__WHAT TO DO__
a) Return the passage of the Max Burgers article from "June 28, 2018" up to and including "made without beef.", copied word for word.
b) Locate each line of the records that contains the string "grass" and copy those lines out. Case counts.
───── GIVEN PASSAGE
One restaurant encourages consumers to reduce their beef consumption 95% to save the planet. Here’s how the industry should respond.

Amanda Radke

June 28, 2018

3 Min Read
War on burgers continues with false environmental impact claims

Is beef a “climate villain?”

That’s what Kaj Török, chief reputation officer and chief sustainability officer at Sweden-based restaurant chain Max Burgers, is telling consumers after the business unveiled a new “climate-positive” menu featuring vegan and lacto-ovo vegetarian burgers and announced its goal that by 2022, every second meal served will be made without beef.

In an article featured online at trustinfood.com, Török explains that Americans can help prevent catastrophic sea-level rise, devastating droughts and other predicted consequences of climate change simply by reducing their annual consumption of beef by 95%. (That would mean per-person consumption of beef would drop to 2.8 lbs. annually, compared to the current 55.7 lbs.)

“If the world is going to be sustainable, we will eat much less meat and meat with a much lower climate impact,” said Török, in a recent interview. He further explained that Max Burgers is doing so well because of younger consumers who are seeking food that is perceived as healthier, better for the environment and kinder to livestock.
──────────
───── ENTRIES
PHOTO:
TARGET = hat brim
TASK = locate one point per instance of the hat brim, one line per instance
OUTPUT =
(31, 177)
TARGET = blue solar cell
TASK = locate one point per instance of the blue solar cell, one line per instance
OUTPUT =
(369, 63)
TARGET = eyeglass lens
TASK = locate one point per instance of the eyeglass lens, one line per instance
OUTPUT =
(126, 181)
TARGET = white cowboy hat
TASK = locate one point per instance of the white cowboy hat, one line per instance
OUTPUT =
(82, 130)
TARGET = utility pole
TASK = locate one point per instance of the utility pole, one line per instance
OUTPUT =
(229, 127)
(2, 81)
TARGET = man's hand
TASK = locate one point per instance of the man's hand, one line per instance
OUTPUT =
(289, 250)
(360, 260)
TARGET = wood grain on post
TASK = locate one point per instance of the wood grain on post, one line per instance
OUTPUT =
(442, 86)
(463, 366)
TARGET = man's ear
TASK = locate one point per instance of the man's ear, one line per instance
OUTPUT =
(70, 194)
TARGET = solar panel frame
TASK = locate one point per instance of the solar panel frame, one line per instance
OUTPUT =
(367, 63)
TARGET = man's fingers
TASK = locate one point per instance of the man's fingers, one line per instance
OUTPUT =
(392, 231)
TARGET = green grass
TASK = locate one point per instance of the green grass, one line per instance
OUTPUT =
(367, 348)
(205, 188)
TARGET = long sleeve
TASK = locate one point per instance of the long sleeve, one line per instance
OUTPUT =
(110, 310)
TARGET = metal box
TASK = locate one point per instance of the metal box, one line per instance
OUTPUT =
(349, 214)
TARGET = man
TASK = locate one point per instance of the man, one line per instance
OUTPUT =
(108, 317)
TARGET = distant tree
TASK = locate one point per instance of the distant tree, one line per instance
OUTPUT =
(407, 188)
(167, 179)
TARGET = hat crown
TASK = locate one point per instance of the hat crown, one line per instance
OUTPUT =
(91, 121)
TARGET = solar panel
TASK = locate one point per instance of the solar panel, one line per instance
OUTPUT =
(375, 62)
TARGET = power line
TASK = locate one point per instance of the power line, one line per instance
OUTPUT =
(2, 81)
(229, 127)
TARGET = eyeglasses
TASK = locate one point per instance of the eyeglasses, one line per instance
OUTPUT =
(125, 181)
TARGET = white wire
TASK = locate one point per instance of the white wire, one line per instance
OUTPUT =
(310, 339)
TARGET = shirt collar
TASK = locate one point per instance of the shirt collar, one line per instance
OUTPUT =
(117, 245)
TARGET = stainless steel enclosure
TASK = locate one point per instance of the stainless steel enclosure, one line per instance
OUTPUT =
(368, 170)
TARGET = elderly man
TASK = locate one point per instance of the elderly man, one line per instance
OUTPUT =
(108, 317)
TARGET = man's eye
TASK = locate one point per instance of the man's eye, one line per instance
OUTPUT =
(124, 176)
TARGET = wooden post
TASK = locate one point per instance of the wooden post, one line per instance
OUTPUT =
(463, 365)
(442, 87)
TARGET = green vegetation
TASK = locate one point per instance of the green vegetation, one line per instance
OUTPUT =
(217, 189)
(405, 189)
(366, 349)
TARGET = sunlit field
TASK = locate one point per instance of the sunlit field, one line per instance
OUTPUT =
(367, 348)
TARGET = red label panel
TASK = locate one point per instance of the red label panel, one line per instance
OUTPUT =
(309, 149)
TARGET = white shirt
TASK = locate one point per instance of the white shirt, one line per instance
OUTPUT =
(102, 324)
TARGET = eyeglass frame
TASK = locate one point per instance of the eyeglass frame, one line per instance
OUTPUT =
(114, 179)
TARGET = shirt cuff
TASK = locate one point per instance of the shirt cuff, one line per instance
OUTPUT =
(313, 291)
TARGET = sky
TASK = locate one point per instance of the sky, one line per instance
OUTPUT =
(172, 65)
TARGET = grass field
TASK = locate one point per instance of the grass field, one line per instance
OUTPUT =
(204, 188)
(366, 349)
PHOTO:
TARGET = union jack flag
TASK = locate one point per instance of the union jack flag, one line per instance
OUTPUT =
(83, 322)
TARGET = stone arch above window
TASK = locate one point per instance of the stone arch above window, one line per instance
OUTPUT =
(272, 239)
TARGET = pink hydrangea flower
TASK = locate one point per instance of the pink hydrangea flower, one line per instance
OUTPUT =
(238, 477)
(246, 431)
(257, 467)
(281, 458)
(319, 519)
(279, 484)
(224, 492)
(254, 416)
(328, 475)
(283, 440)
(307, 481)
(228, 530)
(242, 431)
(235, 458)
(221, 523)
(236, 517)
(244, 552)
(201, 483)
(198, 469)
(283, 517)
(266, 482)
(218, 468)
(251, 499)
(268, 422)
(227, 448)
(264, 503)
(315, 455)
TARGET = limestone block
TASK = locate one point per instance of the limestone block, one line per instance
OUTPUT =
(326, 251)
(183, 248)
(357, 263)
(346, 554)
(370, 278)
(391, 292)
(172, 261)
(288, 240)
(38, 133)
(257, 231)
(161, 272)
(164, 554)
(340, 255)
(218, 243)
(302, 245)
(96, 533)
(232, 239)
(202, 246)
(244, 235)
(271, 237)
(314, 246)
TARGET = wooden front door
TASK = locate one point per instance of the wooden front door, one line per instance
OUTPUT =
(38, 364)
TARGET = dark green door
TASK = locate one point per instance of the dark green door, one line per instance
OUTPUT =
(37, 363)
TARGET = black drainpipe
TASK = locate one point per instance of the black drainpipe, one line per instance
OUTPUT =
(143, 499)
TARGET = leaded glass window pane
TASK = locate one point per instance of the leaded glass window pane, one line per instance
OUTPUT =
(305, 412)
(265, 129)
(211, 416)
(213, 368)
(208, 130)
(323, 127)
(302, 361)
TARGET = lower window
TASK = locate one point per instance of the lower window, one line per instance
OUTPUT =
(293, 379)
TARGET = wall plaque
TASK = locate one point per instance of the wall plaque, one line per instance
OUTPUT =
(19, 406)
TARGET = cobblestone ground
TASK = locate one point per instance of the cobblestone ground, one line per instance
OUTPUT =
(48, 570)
──────────
__ANSWERS BY TASK__
a)
June 28, 2018

3 Min Read
War on burgers continues with false environmental impact claims

Is beef a “climate villain?”

That’s what Kaj Török, chief reputation officer and chief sustainability officer at Sweden-based restaurant chain Max Burgers, is telling consumers after the business unveiled a new “climate-positive” menu featuring vegan and lacto-ovo vegetarian burgers and announced its goal that by 2022, every second meal served will be made without beef.

b)
TARGET = green grass
TASK = locate one point per instance of the green grass, one line per instance
TARGET = grass field
TASK = locate one point per instance of the grass field, one line per instance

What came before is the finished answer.